Point-per-instance localization data
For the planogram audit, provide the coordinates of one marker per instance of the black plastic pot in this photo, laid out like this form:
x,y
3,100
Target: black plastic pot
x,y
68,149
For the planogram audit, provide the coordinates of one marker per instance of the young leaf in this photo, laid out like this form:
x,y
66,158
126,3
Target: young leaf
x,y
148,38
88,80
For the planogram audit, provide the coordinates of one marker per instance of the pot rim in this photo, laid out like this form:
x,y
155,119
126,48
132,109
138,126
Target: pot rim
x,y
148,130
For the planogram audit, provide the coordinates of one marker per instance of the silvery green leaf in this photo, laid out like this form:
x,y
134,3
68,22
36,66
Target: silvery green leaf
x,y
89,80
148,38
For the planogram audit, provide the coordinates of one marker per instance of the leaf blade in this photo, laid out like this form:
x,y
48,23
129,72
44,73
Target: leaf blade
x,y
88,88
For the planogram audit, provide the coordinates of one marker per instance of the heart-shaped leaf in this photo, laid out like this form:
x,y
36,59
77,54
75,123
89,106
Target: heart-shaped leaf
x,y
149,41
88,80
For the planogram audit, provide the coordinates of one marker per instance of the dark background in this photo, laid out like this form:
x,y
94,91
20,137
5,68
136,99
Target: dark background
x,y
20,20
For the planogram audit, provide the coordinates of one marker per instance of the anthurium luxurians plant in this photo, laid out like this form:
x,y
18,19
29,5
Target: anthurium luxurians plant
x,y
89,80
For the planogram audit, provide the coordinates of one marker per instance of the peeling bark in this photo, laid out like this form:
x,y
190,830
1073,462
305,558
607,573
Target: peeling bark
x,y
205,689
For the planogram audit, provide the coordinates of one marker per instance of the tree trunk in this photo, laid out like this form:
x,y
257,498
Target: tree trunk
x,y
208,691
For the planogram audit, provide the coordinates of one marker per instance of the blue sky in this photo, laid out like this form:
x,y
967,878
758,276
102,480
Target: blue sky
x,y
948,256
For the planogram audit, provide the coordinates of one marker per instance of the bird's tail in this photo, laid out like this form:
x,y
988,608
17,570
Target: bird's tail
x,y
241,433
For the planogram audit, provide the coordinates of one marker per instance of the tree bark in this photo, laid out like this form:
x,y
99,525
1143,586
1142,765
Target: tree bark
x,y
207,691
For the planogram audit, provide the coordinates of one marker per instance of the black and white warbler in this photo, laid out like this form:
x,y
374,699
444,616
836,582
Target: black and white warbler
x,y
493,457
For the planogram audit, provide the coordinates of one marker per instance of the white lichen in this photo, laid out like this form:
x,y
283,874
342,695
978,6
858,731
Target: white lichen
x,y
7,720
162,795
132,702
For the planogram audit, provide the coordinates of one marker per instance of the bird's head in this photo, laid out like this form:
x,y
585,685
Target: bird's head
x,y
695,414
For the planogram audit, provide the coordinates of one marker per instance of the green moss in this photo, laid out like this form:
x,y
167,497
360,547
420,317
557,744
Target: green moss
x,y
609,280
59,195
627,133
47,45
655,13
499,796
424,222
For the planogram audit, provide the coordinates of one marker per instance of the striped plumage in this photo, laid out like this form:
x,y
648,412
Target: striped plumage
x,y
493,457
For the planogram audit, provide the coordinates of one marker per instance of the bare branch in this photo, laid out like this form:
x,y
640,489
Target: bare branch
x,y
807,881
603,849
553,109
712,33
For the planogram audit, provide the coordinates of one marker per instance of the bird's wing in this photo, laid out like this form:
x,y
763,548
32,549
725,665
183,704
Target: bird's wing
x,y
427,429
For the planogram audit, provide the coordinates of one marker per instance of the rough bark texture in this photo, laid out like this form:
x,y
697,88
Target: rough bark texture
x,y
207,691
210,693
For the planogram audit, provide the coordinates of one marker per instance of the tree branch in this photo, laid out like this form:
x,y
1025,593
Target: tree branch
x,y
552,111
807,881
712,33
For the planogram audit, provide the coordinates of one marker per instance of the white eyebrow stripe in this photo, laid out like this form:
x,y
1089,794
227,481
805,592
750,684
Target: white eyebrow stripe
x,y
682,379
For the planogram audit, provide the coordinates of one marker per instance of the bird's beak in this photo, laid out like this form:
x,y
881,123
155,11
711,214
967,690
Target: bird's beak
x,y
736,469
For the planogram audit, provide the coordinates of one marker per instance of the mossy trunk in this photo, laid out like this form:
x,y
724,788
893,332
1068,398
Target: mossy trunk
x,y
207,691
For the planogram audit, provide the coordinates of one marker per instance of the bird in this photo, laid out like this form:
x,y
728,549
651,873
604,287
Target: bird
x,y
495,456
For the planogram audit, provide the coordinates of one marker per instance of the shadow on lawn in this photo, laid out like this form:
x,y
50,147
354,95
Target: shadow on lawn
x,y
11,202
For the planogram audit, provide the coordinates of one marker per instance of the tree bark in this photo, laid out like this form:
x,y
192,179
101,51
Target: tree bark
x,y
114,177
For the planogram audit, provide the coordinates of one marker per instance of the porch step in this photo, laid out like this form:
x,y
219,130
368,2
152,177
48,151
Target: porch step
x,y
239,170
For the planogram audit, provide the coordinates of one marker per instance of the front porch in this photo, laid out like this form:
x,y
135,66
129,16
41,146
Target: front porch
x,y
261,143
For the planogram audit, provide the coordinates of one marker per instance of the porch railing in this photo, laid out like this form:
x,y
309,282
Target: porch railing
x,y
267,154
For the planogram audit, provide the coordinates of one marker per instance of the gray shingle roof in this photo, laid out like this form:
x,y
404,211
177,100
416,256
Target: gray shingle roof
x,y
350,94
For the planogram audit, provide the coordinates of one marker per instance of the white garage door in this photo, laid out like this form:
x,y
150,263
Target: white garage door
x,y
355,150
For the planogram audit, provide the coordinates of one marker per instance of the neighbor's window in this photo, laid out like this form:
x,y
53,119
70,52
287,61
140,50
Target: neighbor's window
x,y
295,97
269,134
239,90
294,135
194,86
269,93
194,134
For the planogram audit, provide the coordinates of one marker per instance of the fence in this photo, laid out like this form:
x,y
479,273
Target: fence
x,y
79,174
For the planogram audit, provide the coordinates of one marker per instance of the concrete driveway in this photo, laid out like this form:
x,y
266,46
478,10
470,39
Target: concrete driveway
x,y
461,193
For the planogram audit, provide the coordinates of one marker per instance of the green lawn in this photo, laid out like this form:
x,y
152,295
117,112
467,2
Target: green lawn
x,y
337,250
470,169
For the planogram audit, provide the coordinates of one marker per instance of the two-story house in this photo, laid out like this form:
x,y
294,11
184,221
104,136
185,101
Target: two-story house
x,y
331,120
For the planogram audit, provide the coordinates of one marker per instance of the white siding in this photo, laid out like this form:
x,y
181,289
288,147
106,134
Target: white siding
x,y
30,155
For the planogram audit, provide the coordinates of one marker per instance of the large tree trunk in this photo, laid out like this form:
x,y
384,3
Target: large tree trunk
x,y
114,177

REQUIRED WORK: Repeat the records above in full, word for word.

TASK RESPONSE:
For the planogram audit, provide the coordinates of one marker per instance of the black plastic pot in this photo, laid out like this form:
x,y
3,100
Target: black plastic pot
x,y
68,149
For the planogram audit, provide the coordinates of one marker per instance of the young leaf in this photo, laid out like this form:
x,y
66,158
126,3
Target: young leaf
x,y
148,38
88,80
For the planogram audit, provide the coordinates of one marker per instance of the pot rim in this photo, laid out like this form:
x,y
155,119
126,48
132,109
138,126
Target: pot rim
x,y
148,130
For the planogram audit, provide the coordinates of one marker per instance of the silvery green leaf in this photo, laid out like this form:
x,y
134,3
68,22
36,66
Target: silvery green leaf
x,y
89,80
148,38
For the planogram audit, provide the coordinates of one marker per instance of the leaf blade in this photo, laid out like this form:
x,y
48,23
129,72
44,73
Target: leaf blade
x,y
88,88
For the planogram audit, provide the coordinates of one marker per instance of the heart-shaped leaf in this photo, laid out like this form:
x,y
36,59
77,54
75,123
89,106
Target: heart-shaped leaf
x,y
149,41
88,80
For the planogram audit, provide the coordinates of one marker per instance of the dark background in this photo, laid out like this form:
x,y
94,91
20,137
5,68
136,99
Target: dark background
x,y
20,20
For the planogram audit, provide the coordinates of one marker per instance of the anthurium luxurians plant in this photo, laid out like this form:
x,y
18,19
29,5
Target: anthurium luxurians plant
x,y
89,80
For the planogram audit, provide the coordinates of one marker per instance of the peeling bark in this photo, laid out like this form:
x,y
190,830
1073,462
305,558
607,573
Target: peeling bark
x,y
205,689
For the planogram audit, provide the coordinates of one marker per instance of the tree trunk in this photo, laid out like this form:
x,y
257,498
Target: tree trunk
x,y
208,691
For the planogram audit, provide the coordinates of one marker per instance of the blue sky in this photo, laid out like this form:
x,y
967,878
758,276
102,480
Target: blue sky
x,y
948,256
For the planogram audit, provide the coordinates of one marker per instance of the bird's tail in this photo, laid out like this form:
x,y
988,608
17,570
Target: bird's tail
x,y
241,433
For the planogram audit, provide the coordinates of one marker per instance of the tree bark in this photo, laid out like this form:
x,y
99,525
1143,586
1142,765
Target: tree bark
x,y
207,691
For the planogram audit, provide the coordinates of one marker per instance of the black and white warbler in this photo, laid out like this form:
x,y
374,699
444,616
836,582
Target: black and white warbler
x,y
493,457
For the planogram audit, provide the coordinates of one marker per instance of the white lichen in this photo, laid out like this form:
x,y
283,874
342,695
978,6
858,731
Target: white lichen
x,y
7,720
162,795
132,702
For the planogram audit, provide the coordinates of one marker per instance of the bird's head in this photo, laid out like this form:
x,y
585,685
Target: bird's head
x,y
695,414
For the planogram audit, provide the coordinates of one marker per instance of the green moss in this photo, laid out like this form:
x,y
167,497
360,547
420,317
557,744
Target: green moss
x,y
609,280
59,195
627,133
47,45
655,13
499,796
424,222
For the planogram audit, provide the coordinates of one marker per instance of the striped plumage in this photo, laid out like this form:
x,y
648,412
Target: striped plumage
x,y
493,457
For the planogram audit, provide the coordinates of one marker per instance of the bare branch in this photo, laid out like this form:
x,y
640,489
Target: bare branch
x,y
807,881
603,849
553,109
712,33
For the planogram audit, provide the coordinates of one marker per instance of the bird's wing in this photo, laid out like this form:
x,y
763,548
32,549
725,665
183,704
Target: bird's wing
x,y
427,429
For the planogram audit, provide the coordinates of one marker per instance of the rough bark texture in this photo, laid out like this form:
x,y
697,88
Target: rough bark texture
x,y
207,691
210,693
For the planogram audit, provide the coordinates of one marker per instance of the tree branch in this photo, laid out like this form:
x,y
1025,593
Target: tree branch
x,y
552,111
807,881
712,33
For the planogram audit, provide the coordinates of one marker per instance of the white eyebrow stripe in this photo, laid out like this form:
x,y
1089,794
227,481
805,592
750,684
Target: white eyebrow stripe
x,y
682,379
For the planogram audit, provide the coordinates of one marker per instance of the bird's beak in this photo, laid out like this form:
x,y
881,123
155,11
711,214
967,690
Target: bird's beak
x,y
736,469
For the planogram audit, provide the coordinates of one marker per instance of the mossy trunk in this photo, laid out like this form:
x,y
724,788
893,332
1068,398
Target: mossy trunk
x,y
207,691
For the planogram audit, provide the coordinates of one marker per instance of the bird in this photo, laid out like this form:
x,y
728,549
651,873
604,287
Target: bird
x,y
495,456
For the planogram audit, provide the coordinates of one marker per instance of the shadow on lawn in this photo, laid out like this form:
x,y
50,147
354,95
Target: shadow on lawn
x,y
11,202
For the planogram audit, provide the coordinates of one marker per instance of the tree bark in this photo, laid out like this form:
x,y
192,179
101,51
Target: tree bark
x,y
114,177
For the planogram audit, provide the coordinates of one marker per instance of the porch step in this photo, laid out like this form:
x,y
219,130
368,2
152,177
48,151
Target: porch step
x,y
239,170
For the planogram audit, provide the coordinates of one marker per instance of the front porch in this photo, laid out like this form:
x,y
135,66
129,16
41,146
Target: front porch
x,y
261,143
For the planogram audit, provide the coordinates of one marker per instance of the porch railing in this photo, laid out like this form:
x,y
309,282
Target: porch railing
x,y
267,154
For the planogram audit, provide the coordinates of one marker per instance of the gray shingle roof in this photo, laid out like this form:
x,y
404,211
177,100
416,256
Target: gray shingle roof
x,y
350,94
For the planogram audit, provide the coordinates of one marker per instance of the white garage door in this photo, laid out like this form:
x,y
150,263
Target: white garage door
x,y
355,150
For the planogram audit, provide the coordinates of one marker per instance of the neighbor's window in this photo, laid out like this form:
x,y
53,119
70,52
287,61
140,50
Target: neighbor's window
x,y
295,97
269,134
239,90
294,135
194,86
269,93
194,134
For the planogram audit, provide the coordinates of one marker per instance of the fence in this photo, laid out like this form:
x,y
479,273
Target: fence
x,y
79,174
For the planogram audit, provide the coordinates of one marker per instance of the concrete driveway in this photo, laid out like this form:
x,y
266,46
478,10
470,39
Target: concrete driveway
x,y
461,193
For the planogram audit, provide the coordinates of one marker per instance of the green lawn in this photo, laid out like this form:
x,y
152,295
117,112
467,2
Target: green lawn
x,y
337,250
470,169
For the planogram audit, provide the coordinates of one marker per instance of the two-story house in this photo, laid out like this form:
x,y
294,11
184,221
104,136
185,101
Target: two-story house
x,y
331,120
For the planogram audit, provide the coordinates of one marker per instance of the white siding in this photo, laid out like this form:
x,y
181,289
288,147
106,134
Target: white siding
x,y
30,155
For the planogram audit, provide the coordinates of one marker per instance of the large tree trunk in this photo, laid out like this form:
x,y
384,3
Target: large tree trunk
x,y
114,177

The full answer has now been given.